> **Extract**
● ● ● ● ●
The data obtained were consistent with previously published findings on the dissolution of chitin and cellulose using various aqueous solvent systems [35,51,52,53,54]. Polarized light microscopy (PLM) images (Figure 1) confirmed that dissolution in cold NaOH solution (–15 °C) occurs rapidly, in 5 min, and that solubility is strongly dependent on NaOH concentration. Transparent and homogeneous solutions were observed at intermediate alkali concentrations (8–12 wt.%), indicating efficient disruption of the CGC network.
The stirring speed rate has also been found to be of great importance in the preparation of solutions of higher CGC concentrations. CGC solubility increased with increasing stirring rates. It was found that a certain amount of chitin–glucan complex could be dissolved in the pre-cool solvent without any stirring. It indicated rapid dissolution of CGC in aqueous sodium hydroxide solution. However, the remaining CGC cannot be completely dissolved without stirring or under low-rate stirring. The increasing shear stress of high stirring rates is thought to help improve solvent diffusion and break off partially dissolved chains from the solid surfaces to accelerate dissolution.

2.3. Rheological Properties of GCG

Frequency sweep analysis serves as a fundamental method for probing the viscoelastic behaviour of dispersed polymeric systems, enabling classification into four canonical states: dilute solutions, entangled networks (concentrated solutions), weak gels, and strong gels. Figure 2a presents the frequency-dependent storage modulus (G′) and loss modulus (G″) of the solutions of the aqueous chitin–glucan complex (CGC) at 25 °C. At low concentrations of CGC (0.5–1 wt.%), G ‘dominantly’ dominates G′ across the entire frequency spectrum, indicative of a predominantly viscous response characteristic of dilute polymer solutions. However, both moduli increase with frequency, and the convergence of G′ and G″ at intermediate frequencies suggests the onset of polymer chain entanglements, marked by the crossover of the G′ and G″ curves. At higher concentrations (≥3 wt.%), G′ surpasses G″ at low frequencies (<10 s−1), reflecting a transition from liquid- to solid-like behavior consistent with weak gel formation. Temperature-dependent measurements show that at 25 °C, G′ and G′′ intersect near 0.1 s−1, indicating that the gelation temperature for 3 wt.% CGC lies just above this temperature. As the concentration increases from 3% by weight to 5% by weight, both moduli increase substantially and the separation between G ′ and G″ widens, evidencing the progressive dominance of elastic behavior (G′ ≫ G″) and a more robust gel network.
Time-dependent rheological studies (Figure 2b) reveal that the gelation dynamics is strongly concentration-dependent. Increasing the CGC concentration from 0.5 to 5% by weight at 25 °C leads to shorter gelation times and higher gel strengths. This effect is mainly attributed to chitin with a low degree of deacetylation, which promotes hydrophobic interactions at elevated temperatures. A higher chitin content enhances chain entanglements, reinforcing the gel strength. Interestingly, near the sol–gel transition (above 3 wt.%), ageing leads to a gradual decline in G′ and G″, indicating partial reversion from the gel state back to the sol state.
● ● ● ● ●
(Pointing and labeling entries)
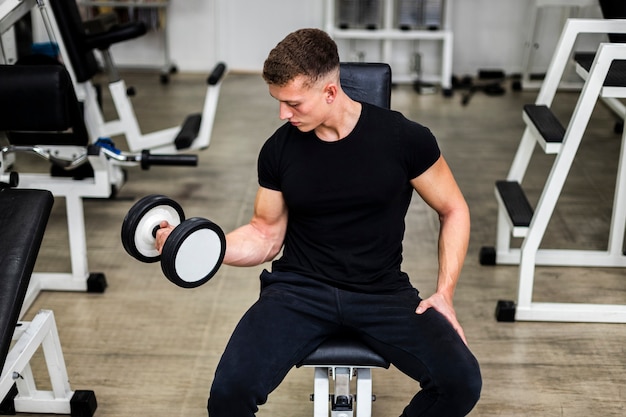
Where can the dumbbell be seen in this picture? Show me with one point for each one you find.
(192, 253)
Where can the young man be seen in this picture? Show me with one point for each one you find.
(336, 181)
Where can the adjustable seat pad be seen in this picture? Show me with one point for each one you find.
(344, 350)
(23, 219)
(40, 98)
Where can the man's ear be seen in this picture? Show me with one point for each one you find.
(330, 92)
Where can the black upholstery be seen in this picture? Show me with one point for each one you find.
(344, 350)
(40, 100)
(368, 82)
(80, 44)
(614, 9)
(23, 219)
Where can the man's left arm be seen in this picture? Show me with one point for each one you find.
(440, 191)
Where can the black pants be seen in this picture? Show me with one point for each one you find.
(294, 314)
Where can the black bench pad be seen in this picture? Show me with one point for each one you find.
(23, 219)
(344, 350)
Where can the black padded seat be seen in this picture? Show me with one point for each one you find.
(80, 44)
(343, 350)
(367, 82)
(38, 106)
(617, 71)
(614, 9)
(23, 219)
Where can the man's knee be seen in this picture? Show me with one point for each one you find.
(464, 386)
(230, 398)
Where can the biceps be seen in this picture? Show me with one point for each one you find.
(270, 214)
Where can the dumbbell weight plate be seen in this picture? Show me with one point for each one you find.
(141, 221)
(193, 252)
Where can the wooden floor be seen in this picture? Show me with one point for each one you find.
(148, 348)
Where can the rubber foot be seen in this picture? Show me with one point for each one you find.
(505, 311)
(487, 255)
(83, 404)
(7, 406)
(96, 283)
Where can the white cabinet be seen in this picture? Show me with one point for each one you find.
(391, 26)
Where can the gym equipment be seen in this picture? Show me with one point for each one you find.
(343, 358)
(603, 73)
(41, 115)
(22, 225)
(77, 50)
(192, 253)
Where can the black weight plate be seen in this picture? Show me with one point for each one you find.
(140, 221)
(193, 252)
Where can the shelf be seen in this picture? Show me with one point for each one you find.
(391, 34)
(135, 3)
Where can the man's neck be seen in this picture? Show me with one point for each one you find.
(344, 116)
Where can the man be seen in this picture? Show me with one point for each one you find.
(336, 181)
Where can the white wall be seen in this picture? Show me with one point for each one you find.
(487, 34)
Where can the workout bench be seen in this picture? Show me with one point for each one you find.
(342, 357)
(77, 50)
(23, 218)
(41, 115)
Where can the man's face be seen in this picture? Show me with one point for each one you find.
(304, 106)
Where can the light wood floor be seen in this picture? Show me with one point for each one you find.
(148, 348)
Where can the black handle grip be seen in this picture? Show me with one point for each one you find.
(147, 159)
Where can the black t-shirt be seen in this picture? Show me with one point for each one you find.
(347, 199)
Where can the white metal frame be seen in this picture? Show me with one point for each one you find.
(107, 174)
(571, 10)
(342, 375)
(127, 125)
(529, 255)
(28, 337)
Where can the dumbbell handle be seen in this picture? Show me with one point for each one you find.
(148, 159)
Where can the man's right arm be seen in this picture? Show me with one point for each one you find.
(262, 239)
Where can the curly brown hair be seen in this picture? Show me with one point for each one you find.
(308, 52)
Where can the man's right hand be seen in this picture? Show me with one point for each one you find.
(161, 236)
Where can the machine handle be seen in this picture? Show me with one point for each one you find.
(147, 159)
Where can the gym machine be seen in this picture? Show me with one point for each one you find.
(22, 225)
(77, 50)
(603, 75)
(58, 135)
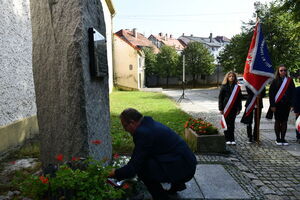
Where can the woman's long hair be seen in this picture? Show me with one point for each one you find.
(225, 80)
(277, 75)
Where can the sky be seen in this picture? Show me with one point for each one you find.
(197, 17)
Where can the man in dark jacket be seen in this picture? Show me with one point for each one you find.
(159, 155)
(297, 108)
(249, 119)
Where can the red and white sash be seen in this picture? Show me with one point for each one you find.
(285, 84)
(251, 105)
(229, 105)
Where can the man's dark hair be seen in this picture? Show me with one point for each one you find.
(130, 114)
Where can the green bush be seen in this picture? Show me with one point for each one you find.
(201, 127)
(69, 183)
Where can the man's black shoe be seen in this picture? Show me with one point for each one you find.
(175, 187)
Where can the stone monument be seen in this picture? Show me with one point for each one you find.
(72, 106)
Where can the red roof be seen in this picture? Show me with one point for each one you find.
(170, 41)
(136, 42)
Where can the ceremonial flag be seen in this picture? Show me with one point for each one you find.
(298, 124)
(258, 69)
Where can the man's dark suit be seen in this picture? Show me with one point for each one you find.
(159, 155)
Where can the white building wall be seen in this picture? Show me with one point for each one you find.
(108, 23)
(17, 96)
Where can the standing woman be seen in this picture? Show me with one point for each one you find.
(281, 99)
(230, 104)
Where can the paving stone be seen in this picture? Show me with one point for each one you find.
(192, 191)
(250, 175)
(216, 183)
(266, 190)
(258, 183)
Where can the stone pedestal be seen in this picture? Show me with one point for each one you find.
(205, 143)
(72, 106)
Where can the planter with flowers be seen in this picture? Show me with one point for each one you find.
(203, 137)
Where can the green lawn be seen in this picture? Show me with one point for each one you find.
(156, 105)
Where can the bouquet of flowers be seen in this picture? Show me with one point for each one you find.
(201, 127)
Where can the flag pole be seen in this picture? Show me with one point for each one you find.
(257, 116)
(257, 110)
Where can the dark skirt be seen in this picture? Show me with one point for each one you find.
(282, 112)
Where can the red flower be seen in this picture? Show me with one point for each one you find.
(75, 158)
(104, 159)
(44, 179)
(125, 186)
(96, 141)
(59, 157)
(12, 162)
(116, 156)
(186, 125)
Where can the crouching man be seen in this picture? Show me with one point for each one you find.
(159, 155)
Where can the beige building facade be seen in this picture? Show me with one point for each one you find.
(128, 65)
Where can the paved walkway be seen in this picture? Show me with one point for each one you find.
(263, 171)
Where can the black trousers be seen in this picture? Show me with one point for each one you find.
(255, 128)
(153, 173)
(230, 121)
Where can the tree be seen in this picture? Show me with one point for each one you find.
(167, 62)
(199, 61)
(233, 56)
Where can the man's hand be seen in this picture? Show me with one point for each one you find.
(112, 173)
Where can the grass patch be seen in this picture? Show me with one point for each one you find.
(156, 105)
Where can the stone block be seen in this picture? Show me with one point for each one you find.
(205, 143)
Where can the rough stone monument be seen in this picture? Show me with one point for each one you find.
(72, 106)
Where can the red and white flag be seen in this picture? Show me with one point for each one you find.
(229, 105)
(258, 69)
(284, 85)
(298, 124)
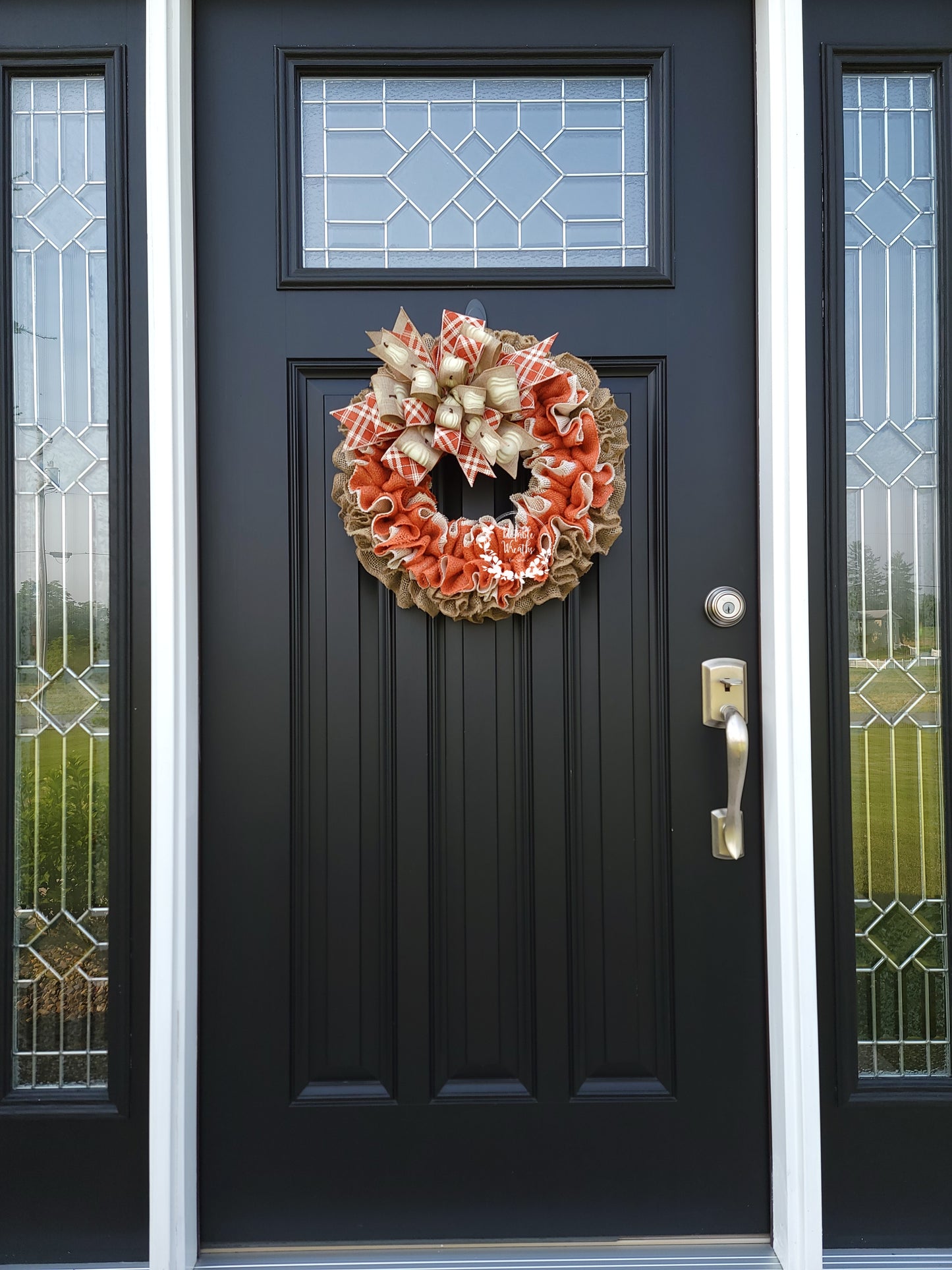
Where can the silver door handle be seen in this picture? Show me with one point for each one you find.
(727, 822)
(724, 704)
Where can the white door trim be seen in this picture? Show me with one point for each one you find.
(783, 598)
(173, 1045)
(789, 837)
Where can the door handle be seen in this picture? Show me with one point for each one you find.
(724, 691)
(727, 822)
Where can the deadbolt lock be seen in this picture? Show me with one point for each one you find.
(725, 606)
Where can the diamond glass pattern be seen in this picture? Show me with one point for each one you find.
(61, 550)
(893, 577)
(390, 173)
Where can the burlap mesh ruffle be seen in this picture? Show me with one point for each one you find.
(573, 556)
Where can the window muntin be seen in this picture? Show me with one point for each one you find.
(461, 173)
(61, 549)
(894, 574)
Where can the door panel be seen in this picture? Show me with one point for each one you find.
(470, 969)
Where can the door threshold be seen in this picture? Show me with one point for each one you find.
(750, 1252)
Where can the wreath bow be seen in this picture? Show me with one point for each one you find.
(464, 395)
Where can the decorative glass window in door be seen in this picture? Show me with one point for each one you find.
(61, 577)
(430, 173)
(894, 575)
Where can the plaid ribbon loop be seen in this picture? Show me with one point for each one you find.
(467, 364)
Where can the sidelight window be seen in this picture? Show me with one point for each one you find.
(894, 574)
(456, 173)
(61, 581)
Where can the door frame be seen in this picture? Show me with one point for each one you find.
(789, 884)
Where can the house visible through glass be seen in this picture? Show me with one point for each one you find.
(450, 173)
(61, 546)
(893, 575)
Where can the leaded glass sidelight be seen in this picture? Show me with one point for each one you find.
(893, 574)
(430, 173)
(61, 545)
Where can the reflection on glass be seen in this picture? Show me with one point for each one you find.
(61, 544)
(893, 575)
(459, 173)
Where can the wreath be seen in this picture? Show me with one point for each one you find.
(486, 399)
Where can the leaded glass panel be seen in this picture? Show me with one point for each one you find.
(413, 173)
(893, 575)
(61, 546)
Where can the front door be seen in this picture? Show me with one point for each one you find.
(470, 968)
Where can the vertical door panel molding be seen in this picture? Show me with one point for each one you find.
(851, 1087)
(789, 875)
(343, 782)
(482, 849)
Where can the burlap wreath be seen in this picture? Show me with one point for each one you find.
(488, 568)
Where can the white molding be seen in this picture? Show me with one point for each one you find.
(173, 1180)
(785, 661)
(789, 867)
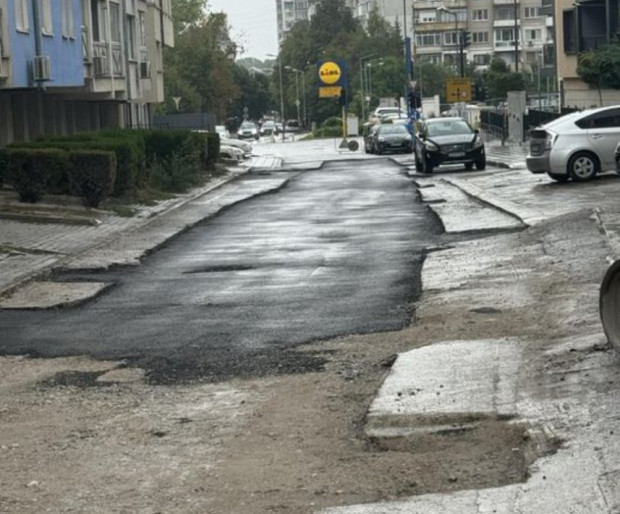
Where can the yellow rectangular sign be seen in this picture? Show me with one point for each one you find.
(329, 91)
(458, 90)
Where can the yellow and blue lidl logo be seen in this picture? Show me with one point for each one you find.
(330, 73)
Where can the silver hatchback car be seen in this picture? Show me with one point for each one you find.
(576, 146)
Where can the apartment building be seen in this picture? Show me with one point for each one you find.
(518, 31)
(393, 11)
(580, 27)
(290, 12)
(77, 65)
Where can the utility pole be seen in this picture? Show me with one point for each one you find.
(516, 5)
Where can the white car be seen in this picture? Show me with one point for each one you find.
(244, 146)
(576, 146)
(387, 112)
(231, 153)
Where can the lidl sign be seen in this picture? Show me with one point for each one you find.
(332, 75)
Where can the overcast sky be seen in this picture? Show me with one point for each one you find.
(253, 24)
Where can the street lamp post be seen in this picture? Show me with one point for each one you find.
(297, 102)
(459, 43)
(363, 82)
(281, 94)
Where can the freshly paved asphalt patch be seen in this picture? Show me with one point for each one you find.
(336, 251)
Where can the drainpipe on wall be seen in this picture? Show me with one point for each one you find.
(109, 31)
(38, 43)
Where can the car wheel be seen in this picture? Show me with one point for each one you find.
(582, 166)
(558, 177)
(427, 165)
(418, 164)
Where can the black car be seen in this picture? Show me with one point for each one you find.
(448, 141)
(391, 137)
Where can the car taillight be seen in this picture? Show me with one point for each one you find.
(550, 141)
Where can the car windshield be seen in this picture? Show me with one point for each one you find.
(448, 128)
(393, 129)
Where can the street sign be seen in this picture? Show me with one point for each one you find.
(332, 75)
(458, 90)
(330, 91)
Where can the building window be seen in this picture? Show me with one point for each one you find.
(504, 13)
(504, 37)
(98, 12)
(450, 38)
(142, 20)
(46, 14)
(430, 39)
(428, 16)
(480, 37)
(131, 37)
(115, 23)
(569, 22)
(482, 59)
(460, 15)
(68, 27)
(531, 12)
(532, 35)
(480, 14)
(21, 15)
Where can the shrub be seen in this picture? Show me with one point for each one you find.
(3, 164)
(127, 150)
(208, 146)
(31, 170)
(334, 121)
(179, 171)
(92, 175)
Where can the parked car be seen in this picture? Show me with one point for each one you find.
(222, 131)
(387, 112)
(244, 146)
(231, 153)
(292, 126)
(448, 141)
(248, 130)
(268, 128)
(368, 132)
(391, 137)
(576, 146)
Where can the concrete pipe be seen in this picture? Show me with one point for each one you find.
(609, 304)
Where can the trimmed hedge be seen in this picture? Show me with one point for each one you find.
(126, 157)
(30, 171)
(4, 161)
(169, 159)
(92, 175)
● ● ● ● ●
> **Brief**
Transcribe the passage on dissolving chitin–glucan complex from "The stirring speed" through "to accelerate dissolution.", inclusive.

> **The output**
The stirring speed rate has also been found to be of great importance in the preparation of solutions of higher CGC concentrations. CGC solubility increased with increasing stirring rates. It was found that a certain amount of chitin–glucan complex could be dissolved in the pre-cool solvent without any stirring. It indicated rapid dissolution of CGC in aqueous sodium hydroxide solution. However, the remaining CGC cannot be completely dissolved without stirring or under low-rate stirring. The increasing shear stress of high stirring rates is thought to help improve solvent diffusion and break off partially dissolved chains from the solid surfaces to accelerate dissolution.